━━ Provided material

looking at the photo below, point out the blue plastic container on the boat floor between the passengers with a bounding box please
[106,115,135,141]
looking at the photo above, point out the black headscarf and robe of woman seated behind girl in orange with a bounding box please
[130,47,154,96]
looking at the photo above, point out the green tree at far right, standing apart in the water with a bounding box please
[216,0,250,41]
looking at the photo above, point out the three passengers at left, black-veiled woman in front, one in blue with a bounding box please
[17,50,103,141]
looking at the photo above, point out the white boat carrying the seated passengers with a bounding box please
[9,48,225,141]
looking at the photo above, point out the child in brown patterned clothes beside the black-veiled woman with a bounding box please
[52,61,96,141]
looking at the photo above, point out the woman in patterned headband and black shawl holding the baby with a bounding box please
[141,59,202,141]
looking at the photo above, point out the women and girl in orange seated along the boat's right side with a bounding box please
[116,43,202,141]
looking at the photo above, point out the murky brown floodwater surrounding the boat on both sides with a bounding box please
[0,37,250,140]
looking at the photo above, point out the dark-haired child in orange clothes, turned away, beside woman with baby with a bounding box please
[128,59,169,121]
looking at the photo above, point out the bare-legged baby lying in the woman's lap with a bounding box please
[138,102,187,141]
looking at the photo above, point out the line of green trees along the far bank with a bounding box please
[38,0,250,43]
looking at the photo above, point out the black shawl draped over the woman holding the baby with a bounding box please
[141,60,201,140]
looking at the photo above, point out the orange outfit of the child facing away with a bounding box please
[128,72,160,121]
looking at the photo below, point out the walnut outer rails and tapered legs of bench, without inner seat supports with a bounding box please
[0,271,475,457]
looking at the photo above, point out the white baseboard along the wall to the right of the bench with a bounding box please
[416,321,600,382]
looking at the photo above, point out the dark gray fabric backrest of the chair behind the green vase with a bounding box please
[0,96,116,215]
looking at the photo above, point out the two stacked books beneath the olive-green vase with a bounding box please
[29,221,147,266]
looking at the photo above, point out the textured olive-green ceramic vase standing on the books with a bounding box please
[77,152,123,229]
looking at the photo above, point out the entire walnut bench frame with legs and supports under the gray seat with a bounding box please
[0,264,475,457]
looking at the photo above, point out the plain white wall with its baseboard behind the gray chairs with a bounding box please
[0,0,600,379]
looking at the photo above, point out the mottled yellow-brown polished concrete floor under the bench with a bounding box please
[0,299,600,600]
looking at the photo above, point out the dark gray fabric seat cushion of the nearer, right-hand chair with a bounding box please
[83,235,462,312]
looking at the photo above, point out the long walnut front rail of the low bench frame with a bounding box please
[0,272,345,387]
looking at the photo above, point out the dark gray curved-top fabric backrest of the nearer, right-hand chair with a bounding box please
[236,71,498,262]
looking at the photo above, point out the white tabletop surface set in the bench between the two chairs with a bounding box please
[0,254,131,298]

━━━━
━━ Provided material

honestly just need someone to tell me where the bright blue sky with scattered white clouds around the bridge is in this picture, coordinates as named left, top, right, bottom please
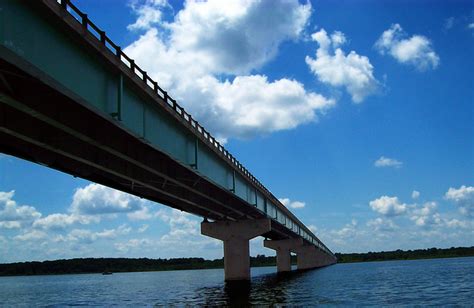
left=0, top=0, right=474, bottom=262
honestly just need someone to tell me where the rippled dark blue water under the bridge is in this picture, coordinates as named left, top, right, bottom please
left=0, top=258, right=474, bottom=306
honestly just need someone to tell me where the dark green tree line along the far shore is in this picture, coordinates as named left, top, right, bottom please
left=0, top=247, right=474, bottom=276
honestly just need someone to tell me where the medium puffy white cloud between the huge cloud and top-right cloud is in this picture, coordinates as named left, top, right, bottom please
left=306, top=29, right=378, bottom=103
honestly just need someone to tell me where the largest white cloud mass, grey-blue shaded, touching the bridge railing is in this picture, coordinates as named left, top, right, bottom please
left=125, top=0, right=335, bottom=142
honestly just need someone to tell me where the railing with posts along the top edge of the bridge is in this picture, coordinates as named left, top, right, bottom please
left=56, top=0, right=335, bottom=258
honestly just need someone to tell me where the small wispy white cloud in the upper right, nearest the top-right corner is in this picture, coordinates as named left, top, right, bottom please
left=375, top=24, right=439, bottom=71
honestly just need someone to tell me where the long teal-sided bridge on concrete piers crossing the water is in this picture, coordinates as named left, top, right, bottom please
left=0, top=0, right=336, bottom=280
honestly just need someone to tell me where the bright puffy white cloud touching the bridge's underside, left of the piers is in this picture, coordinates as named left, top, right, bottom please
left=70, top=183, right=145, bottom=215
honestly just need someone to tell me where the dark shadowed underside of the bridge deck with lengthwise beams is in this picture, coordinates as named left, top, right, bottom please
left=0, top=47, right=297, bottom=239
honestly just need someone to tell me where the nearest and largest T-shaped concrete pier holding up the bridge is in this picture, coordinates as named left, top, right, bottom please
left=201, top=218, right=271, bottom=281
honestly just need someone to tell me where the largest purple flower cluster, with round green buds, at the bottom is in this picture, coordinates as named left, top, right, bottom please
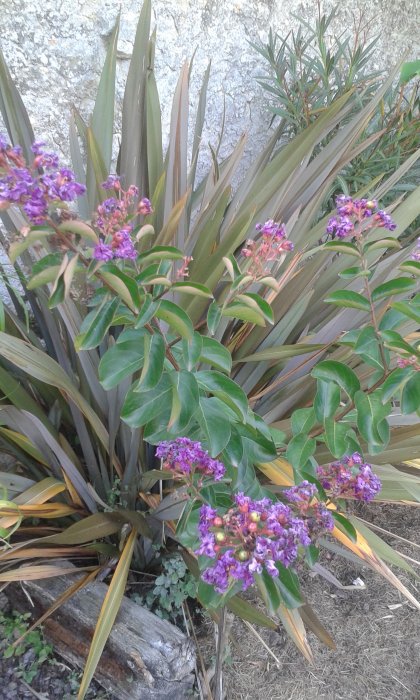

━━━━

**What the task requires**
Using the records above, set down exactly the lines from the one with "honestly just need someone to tell me where the dark shadowed" through the one with "honestly just need someone to tell me where the largest purple", inclusive, and nothing more.

**Expected output**
honestly just need someone to tell me where the dark shadowed underside of the bridge deck with lengthwise beams is in this picture, coordinates as named left, top, right, bottom please
left=0, top=47, right=297, bottom=239
honestly just need someone to tell me where the nearest and largest T-shaped concrete pier holding up the bridge is in this picture, coordinates as named left, top, right, bottom please
left=201, top=218, right=271, bottom=281
honestly just need someone to tell me where the largest purple flower cluster, with round green buds, at the bottom is in this picture, coordinates as named left, top, right, bottom please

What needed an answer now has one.